● GOAL
Transcribe all of the records precisely as they are presented.

[start]

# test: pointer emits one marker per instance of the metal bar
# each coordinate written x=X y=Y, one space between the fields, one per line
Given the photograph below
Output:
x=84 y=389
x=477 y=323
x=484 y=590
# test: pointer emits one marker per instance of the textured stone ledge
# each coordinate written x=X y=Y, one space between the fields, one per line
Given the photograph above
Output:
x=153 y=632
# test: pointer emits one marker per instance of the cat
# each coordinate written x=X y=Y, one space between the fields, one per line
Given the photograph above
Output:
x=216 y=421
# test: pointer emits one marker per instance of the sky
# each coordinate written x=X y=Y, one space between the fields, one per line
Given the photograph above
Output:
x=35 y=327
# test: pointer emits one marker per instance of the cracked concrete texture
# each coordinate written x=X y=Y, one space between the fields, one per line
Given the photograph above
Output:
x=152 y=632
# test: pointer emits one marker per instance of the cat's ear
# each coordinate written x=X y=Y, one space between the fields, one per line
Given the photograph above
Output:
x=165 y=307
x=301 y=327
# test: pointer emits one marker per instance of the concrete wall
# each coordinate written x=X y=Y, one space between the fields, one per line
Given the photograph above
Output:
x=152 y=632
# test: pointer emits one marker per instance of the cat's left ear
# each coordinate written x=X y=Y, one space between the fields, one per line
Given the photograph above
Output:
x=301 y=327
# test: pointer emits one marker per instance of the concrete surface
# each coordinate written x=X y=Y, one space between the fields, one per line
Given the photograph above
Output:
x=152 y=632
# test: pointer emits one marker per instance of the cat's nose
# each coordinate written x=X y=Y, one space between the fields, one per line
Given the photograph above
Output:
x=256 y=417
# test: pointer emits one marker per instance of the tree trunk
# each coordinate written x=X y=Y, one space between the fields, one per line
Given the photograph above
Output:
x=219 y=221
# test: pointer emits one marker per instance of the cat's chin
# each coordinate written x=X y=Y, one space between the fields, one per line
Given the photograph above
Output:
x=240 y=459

[end]

● WRITTEN SOLUTION
# test: pointer emits one marker per instance of the metal bar
# each coordinate written x=X y=Y, one space between the fields, one per line
Given the photograph below
Output:
x=84 y=389
x=477 y=323
x=484 y=590
# test: pointer emits one marker per instance of the textured stone ledge
# each coordinate written x=X y=Y, one space between the fields, one per line
Given the photograph above
Output:
x=153 y=632
# test: pointer emits one marker per instance of the cat
# each coordinate written x=X y=Y, one space between the fields, one per line
Given the photograph above
Output:
x=216 y=421
# test: pointer emits one marker per instance of the sky
# each coordinate written x=X y=Y, one space between the fields, one per line
Given the photograph above
Output:
x=35 y=327
# test: pointer emits one marker per instance of the cracked concrete texture
# each coordinate written x=X y=Y, one space between the fields, one per line
Given the photograph above
Output:
x=152 y=632
# test: pointer emits one marker per instance of the cat's ear
# each coordinate written x=X y=Y, one space between the fields, one per line
Given the photograph above
Output:
x=165 y=307
x=301 y=327
# test: pointer emits one marker per instance of the concrete wall
# each coordinate written x=X y=Y, one space between the fields, one per line
Given the photograph above
Output:
x=152 y=632
# test: pointer emits one marker per instance of the cat's left ear
# each coordinate written x=X y=Y, one space between the fields, one per line
Given the photograph above
Output:
x=301 y=327
# test: pointer emits one marker per instance of the concrete surface
# each coordinate written x=X y=Y, one space between the fields, one per line
Given the photograph above
Output:
x=152 y=632
# test: pointer emits one marker per instance of the cat's nose
# each coordinate written x=X y=Y, one space between the fields, one per line
Given the photograph above
Output:
x=256 y=417
# test: pointer emits one marker per instance of the tree trunk
# each coordinate written x=X y=Y, one space between the fields, one per line
Given the photograph above
Output:
x=219 y=221
# test: pointer emits one marker per instance of the cat's chin
# each coordinate written x=X y=Y, one space between the fields, one per line
Given the photograph above
Output:
x=240 y=459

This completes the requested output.